JOB A: In the entries, update the lines from the one containing "For every instance of the black belt" up to and including the one containing "x=81, y=478" by replacing "marker" with "dot" and keeping everything else unchanged. Return only those lines.

TEXT SECTION:
Myron L. Cohen . Kinship, Contract, Community, and State: Anthropological Perspectives on China. Stanford: Stanford University Press, 2005. ix, 359 pp. Paperback $24.95, ISBN 0-8047-5066-1.
Nicola Di Cosmo and Don J. Wyatt , editors. Political Frontiers, Ethnic Boundaries, and Human Geographies in Chinese History. New York: RoutledgeCurzon, 2003. xix, 412 pp. Hardcover $125.00, ISBN 07-0071-464-2.

What ties these three books together is the sense that the historical or ethnographic reconstruction of earlier time periods is an educated guess at how things "really" might have been, an approach to an epistemologically impossible condition of knowing all the relevant facts about the time, place, peoples, and belief systems one is investigating in order to understand their significance. The authors/editors of these volumes suggest, through their narrative and editorial choices of ethnographic, historical, religious, and anthropological material, that we must deal with the fact that our conceptions of what "really" happened are fluid and subject to revision. This position attempts to tread the narrow border between a cultural/historical relativism that risks devaluing updated results of genuine, competent, and serious research and the much slighted "myth" of progress that suggests that we are getting a better and fuller (more accurate) picture of things rather than simply changing our vantage point.1 To put this in plainer language, the authors of these volumes suggest that their predecessors were wrong about certain things relating to their topics, which of course is fair justification for publishing new material, yet the findings in these three books suggest also that what they propose may best be looked at as temporary stopping points on a much longer journey.

JOB B: According to the book review, what is the paperback price of "Kinship, Contract, Community, and State: Anthropological Perspectives on China"?

DATA ROWS:
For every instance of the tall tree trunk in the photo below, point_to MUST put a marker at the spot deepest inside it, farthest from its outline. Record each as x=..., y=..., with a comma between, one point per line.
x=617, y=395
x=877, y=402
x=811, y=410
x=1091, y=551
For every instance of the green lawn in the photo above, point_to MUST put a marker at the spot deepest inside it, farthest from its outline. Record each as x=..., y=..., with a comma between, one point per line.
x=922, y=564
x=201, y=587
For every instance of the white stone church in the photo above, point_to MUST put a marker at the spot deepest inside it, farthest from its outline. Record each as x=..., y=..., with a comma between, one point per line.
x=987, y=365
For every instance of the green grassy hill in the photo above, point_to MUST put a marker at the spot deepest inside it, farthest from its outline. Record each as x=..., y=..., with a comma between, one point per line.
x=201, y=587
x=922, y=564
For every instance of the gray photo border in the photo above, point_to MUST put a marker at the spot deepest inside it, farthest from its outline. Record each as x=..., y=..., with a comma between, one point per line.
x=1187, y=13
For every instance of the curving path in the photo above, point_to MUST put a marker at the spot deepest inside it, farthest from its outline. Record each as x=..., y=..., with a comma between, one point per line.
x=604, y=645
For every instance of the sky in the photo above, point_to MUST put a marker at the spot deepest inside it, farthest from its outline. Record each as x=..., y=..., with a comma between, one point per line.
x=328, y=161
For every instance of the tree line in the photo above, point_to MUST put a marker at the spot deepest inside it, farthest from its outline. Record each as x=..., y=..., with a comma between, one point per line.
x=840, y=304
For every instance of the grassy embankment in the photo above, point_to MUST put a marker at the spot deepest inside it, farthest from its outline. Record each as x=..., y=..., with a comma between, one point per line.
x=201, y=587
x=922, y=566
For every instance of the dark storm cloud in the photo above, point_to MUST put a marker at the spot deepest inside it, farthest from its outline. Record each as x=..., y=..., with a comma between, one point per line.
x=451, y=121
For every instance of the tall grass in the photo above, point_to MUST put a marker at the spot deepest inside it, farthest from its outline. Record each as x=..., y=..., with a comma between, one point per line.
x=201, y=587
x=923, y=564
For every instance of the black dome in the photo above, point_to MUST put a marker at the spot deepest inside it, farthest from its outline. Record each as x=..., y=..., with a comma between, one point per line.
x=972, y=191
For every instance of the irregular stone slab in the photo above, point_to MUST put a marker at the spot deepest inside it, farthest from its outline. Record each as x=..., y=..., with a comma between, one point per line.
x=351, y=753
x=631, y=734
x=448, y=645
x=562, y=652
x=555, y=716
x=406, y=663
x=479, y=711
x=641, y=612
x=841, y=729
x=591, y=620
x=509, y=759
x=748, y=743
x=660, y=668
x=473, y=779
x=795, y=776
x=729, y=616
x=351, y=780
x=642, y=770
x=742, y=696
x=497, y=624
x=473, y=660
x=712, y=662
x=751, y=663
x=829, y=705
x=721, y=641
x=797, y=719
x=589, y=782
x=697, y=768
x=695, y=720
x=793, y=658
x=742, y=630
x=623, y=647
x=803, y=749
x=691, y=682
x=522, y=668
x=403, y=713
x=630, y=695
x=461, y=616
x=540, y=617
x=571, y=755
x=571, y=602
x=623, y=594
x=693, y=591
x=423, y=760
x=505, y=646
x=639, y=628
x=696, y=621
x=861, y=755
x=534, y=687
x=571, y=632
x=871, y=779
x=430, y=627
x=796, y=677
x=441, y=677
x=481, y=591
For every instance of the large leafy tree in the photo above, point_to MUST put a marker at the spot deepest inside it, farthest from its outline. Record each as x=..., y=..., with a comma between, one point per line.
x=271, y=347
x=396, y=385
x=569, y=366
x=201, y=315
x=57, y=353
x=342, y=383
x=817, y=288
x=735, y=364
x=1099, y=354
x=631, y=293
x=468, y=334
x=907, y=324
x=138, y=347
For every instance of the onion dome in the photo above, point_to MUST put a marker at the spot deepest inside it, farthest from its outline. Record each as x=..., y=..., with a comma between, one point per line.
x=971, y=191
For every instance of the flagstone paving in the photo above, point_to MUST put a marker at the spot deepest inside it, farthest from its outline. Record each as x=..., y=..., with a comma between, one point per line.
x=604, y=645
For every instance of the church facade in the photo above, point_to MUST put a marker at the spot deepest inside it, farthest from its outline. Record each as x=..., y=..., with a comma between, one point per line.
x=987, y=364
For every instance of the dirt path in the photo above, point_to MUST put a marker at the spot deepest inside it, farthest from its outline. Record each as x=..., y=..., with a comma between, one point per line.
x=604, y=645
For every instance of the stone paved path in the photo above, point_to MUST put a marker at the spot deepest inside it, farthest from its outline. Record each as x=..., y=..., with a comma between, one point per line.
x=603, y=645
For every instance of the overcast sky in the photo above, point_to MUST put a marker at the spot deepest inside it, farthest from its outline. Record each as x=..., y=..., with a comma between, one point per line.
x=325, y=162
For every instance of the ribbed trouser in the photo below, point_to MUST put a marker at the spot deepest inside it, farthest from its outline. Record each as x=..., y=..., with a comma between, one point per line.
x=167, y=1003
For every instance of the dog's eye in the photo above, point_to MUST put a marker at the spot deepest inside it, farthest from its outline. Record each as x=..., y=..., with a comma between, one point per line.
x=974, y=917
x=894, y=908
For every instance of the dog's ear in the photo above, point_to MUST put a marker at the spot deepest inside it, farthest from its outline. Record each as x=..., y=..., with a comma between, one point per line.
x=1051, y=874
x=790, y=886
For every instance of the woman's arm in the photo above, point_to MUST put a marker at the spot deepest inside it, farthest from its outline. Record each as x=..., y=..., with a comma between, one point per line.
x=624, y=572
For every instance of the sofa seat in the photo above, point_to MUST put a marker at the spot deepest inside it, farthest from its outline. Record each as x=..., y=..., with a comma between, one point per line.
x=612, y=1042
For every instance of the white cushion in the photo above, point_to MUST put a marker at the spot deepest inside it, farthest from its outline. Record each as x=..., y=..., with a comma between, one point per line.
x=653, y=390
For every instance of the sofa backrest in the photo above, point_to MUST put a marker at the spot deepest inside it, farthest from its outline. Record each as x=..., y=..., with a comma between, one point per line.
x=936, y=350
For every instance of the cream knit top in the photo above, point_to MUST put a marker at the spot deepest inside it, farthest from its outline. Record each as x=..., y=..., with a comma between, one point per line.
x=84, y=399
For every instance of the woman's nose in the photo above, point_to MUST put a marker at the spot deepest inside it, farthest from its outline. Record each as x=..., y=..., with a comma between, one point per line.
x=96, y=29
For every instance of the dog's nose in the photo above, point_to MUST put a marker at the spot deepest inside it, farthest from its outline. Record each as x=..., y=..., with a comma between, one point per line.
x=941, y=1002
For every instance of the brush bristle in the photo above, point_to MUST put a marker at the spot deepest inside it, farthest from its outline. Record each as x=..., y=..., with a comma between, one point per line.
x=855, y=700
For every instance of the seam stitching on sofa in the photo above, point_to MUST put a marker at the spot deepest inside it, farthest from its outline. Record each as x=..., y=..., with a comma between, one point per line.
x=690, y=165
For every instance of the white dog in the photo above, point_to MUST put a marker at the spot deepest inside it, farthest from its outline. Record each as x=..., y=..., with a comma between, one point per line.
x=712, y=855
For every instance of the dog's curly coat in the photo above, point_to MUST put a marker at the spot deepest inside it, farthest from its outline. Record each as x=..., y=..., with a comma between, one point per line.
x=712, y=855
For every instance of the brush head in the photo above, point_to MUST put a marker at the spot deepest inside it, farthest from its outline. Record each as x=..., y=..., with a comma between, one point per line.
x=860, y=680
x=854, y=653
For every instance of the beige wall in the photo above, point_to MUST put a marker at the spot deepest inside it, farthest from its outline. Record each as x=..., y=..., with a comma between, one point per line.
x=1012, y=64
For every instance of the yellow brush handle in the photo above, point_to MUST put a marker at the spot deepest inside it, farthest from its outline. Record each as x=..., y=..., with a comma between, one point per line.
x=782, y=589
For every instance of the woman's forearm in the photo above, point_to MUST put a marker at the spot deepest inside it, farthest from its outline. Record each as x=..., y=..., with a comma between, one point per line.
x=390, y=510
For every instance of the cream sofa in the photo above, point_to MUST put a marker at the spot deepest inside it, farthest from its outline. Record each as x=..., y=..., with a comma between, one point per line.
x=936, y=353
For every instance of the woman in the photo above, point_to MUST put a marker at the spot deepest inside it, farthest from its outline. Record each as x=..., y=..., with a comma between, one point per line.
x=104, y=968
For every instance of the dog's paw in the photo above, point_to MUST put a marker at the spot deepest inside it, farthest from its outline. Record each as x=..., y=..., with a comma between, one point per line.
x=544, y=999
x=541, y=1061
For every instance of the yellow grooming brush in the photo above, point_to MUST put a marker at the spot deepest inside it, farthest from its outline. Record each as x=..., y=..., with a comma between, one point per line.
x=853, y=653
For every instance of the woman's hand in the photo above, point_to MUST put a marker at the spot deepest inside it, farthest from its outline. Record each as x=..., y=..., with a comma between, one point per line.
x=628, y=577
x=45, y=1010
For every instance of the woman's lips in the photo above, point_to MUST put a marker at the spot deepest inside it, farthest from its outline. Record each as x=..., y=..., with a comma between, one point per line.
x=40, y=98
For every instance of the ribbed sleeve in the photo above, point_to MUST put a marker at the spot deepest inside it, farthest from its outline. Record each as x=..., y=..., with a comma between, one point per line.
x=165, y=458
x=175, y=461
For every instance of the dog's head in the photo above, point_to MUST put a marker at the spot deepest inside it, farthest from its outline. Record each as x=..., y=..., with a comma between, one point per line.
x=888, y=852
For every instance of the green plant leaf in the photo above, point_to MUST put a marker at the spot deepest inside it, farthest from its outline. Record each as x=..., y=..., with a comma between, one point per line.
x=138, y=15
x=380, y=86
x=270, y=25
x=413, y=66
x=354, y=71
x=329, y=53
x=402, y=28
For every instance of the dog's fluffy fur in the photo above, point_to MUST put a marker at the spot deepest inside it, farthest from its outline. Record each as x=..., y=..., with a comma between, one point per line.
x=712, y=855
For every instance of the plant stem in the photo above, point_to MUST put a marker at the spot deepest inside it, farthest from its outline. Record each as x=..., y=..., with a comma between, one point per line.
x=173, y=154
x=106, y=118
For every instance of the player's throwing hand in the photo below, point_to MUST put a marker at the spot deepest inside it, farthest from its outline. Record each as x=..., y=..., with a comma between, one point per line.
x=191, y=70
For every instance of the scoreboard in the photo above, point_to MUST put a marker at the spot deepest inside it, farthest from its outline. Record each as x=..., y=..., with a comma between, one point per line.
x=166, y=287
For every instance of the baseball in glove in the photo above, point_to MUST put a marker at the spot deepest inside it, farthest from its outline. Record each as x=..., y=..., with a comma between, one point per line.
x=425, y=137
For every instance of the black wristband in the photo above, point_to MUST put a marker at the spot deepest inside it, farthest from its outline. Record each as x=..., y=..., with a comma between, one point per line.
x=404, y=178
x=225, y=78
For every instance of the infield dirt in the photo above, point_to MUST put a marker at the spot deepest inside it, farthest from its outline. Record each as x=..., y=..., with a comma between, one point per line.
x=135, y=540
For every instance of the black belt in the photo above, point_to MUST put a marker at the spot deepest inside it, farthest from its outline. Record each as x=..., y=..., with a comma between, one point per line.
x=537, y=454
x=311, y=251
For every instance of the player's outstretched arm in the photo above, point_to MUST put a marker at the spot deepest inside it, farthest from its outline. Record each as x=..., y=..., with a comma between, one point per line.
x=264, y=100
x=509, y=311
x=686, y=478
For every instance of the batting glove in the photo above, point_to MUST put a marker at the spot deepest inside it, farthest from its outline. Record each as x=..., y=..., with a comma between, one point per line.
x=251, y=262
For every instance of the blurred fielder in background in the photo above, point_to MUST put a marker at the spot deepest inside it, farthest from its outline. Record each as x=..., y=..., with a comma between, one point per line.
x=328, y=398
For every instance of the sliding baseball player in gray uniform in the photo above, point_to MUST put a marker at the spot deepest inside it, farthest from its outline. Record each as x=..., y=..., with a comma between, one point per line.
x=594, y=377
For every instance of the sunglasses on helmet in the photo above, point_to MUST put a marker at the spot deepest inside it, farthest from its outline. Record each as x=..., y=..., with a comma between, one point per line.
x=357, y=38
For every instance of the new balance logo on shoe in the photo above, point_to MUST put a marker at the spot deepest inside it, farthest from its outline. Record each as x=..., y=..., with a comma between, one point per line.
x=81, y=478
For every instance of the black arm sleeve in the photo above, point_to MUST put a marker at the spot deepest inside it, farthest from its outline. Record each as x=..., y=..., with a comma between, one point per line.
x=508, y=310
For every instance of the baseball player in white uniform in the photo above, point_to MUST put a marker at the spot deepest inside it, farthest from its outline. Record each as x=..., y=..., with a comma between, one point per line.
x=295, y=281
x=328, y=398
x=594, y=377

TASK RESULT A:
For every instance of the black belt in the photo above, point_to MUST put a dot at the spot deepest inside it, farthest from its outline. Record each as x=..., y=..., with a comma between, one point per line.
x=537, y=454
x=311, y=251
For every instance of the player's outstretched arm in the photo above, point_to MUST put a dot at the spot deepest inside it, farthest from its outline. Record each as x=..., y=..., with a comma between, one point per line.
x=264, y=100
x=509, y=311
x=686, y=478
For every instance of the batting glove in the photo above, point_to MUST put a dot at the spot deepest inside it, farthest from its outline. Record each as x=..., y=..., with a comma between, one point per line.
x=251, y=262
For every instance of the blurred fielder in background in the photo above, point_to MUST put a dot at the spot deepest inside it, farthest from its outline. Record each as x=..., y=..., with a comma between, one point per line.
x=328, y=398
For every instance of the sliding baseball player in gray uniform in the photo above, point_to MUST put a dot at the spot deepest inside it, farthest from its outline. Record each as x=..., y=..., with a comma between, one point per line.
x=594, y=377
For every instance of the sunglasses on helmet in the photo above, point_to MUST put a dot at the spot deepest inside it, farthest from its outline. Record each as x=..., y=..., with a comma between, one point per line.
x=357, y=38
For every instance of the new balance logo on shoe in the photo above, point_to MUST put a dot at the spot deepest inside it, farthest from its outline. Record each as x=..., y=..., with a comma between, one point per line.
x=81, y=478

TASK RESULT B: $24.95